-- BRANO --
---

Cominciamo a spiegare, per chi non ha visto e per chi non c'era (e per chi quel giorno lì inseguiva una sua chimera), chi sia il Mutante a cui fa riferimento il titolo. Si tratta di un vecchio nemico di Zagor, creato da Marcello Toninelli, in una sua storia del 1983 illustrata da Franco Bignotti. Davvero un grande nemico, Colin “Skull” Randall. Uno di quelli, insomma, di cui gli eroi hanno bisogno come del pane, per poter dimostrare il proprio valore, dato che un campione si giudica anche dalla grandezza degli avversari con cui combatte. 

Perfettamente caratterizzato dal punto di vista grafico, con un cranio deforme che contiene due cervelli e gli occhi cerchiati da profonde occhiaie, il villain è anche memorabile per la pericolosità dei suoi poteri e la sua complessità psicologica. Si tratta di un mutante con la capacità di leggere nel pensiero ed emettere onde telepatiche in grado di bloccare i movimenti degli altri e, volendo, farli impazzire o addirittura morire con la testa trafitta da indicibili dolori. Tuttavia, “Skull” ha anche un suo proprio senso dell’onore, visto che a un certo punto risparmia la vita a Zagor per riconoscenza (Zagor ha salvato la sua). Alla base del personaggio, quale fonte di ispirazione, ci sono evidentemente i mutanti telepatici del film “Scanners” (1981) di David Cronenberg, ma anche il “Mulo” della saga della Fondazione di Isaac Asimov.

---

-- DATI FORNITI --

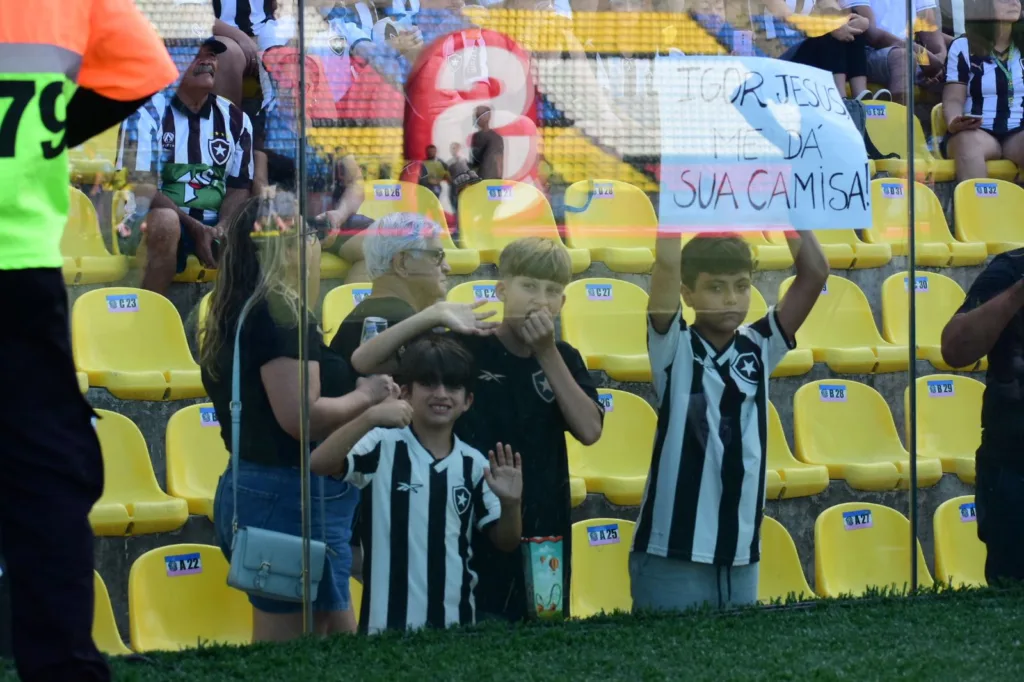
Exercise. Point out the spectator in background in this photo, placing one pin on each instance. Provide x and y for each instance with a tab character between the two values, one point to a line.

---

-- DA FARE --
**A.** Riscrivi in forma di elenco puntato il paragrafo del brano che inizia con "Perfettamente caratterizzato dal punto di vista grafico", mantenendone i fatti principali.
**B.** Rispondi alle seguenti domande sul brano, una per riga:
(i) Chi ha creato il Mutante e in quale anno?
(ii) Chi ha illustrato la storia in cui compare?
(iii) Quale film di David Cronenberg viene indicato come fonte di ispirazione?
**C.** Trascrivi dal brano, senza alcuna modifica, il passo che va da "Perfettamente caratterizzato dal" fino a "di Isaac Asimov." incluso.

-- SOLUZIONI DEGLI ESERCIZI --
**A.**
- Aspetto: cranio deforme che contiene due cervelli, occhi cerchiati da profonde occhiaie.
- Poteri: legge nel pensiero ed emette onde telepatiche che bloccano i movimenti altrui e possono far impazzire o morire per dolori alla testa.
- Senso dell'onore: risparmia la vita a Zagor per riconoscenza, perché Zagor aveva salvato la sua.
- Ispirazione: i mutanti telepatici del film "Scanners" (1981) di David Cronenberg e il "Mulo" della saga della Fondazione di Isaac Asimov.

**B.**
(i) Marcello Toninelli, nel 1983.
(ii) Franco Bignotti.
(iii) "Scanners" (1981).

**C.**
Perfettamente caratterizzato dal punto di vista grafico, con un cranio deforme che contiene due cervelli e gli occhi cerchiati da profonde occhiaie, il villain è anche memorabile per la pericolosità dei suoi poteri e la sua complessità psicologica. Si tratta di un mutante con la capacità di leggere nel pensiero ed emettere onde telepatiche in grado di bloccare i movimenti degli altri e, volendo, farli impazzire o addirittura morire con la testa trafitta da indicibili dolori. Tuttavia, “Skull” ha anche un suo proprio senso dell’onore, visto che a un certo punto risparmia la vita a Zagor per riconoscenza (Zagor ha salvato la sua). Alla base del personaggio, quale fonte di ispirazione, ci sono evidentemente i mutanti telepatici del film “Scanners” (1981) di David Cronenberg, ma anche il “Mulo” della saga della Fondazione di Isaac Asimov.